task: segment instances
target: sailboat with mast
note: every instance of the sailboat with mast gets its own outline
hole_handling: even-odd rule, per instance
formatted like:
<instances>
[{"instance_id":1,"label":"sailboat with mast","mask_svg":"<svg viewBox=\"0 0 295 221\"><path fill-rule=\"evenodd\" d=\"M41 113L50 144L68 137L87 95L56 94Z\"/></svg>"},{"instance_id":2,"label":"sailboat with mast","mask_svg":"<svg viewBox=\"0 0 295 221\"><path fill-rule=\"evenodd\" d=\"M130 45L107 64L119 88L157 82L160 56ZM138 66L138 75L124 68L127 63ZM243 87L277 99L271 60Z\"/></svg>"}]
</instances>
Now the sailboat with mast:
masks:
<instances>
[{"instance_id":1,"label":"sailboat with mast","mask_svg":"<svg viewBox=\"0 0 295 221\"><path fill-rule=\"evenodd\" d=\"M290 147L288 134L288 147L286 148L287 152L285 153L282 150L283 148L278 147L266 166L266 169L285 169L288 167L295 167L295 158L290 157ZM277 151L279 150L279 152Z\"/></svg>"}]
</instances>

◇ ◇ ◇

Given task
Render these records as a Markdown table with the columns Row and Line, numbering each row and leaving out blank lines.

Output below
| Row | Line |
|---|---|
| 1 | task: segment instances |
| 2 | target: sailboat with mast |
| 3 | note: every instance of the sailboat with mast gets its own outline |
| 4 | hole_handling: even-odd rule, per instance |
| 5 | formatted like: |
| 6 | <instances> |
| 7 | [{"instance_id":1,"label":"sailboat with mast","mask_svg":"<svg viewBox=\"0 0 295 221\"><path fill-rule=\"evenodd\" d=\"M41 113L50 144L68 137L87 95L56 94Z\"/></svg>"},{"instance_id":2,"label":"sailboat with mast","mask_svg":"<svg viewBox=\"0 0 295 221\"><path fill-rule=\"evenodd\" d=\"M130 45L107 64L119 88L157 82L160 56ZM138 66L138 75L124 68L127 63ZM243 87L277 99L271 60Z\"/></svg>"}] |
| 8 | </instances> |
| 9 | Now the sailboat with mast: |
| 10 | masks: |
| 11 | <instances> |
| 12 | [{"instance_id":1,"label":"sailboat with mast","mask_svg":"<svg viewBox=\"0 0 295 221\"><path fill-rule=\"evenodd\" d=\"M290 147L288 134L288 147L286 148L287 152L285 153L282 150L283 148L278 147L266 166L266 169L285 169L288 167L295 167L295 158L290 157ZM277 151L279 150L279 152Z\"/></svg>"}] |
| 13 | </instances> |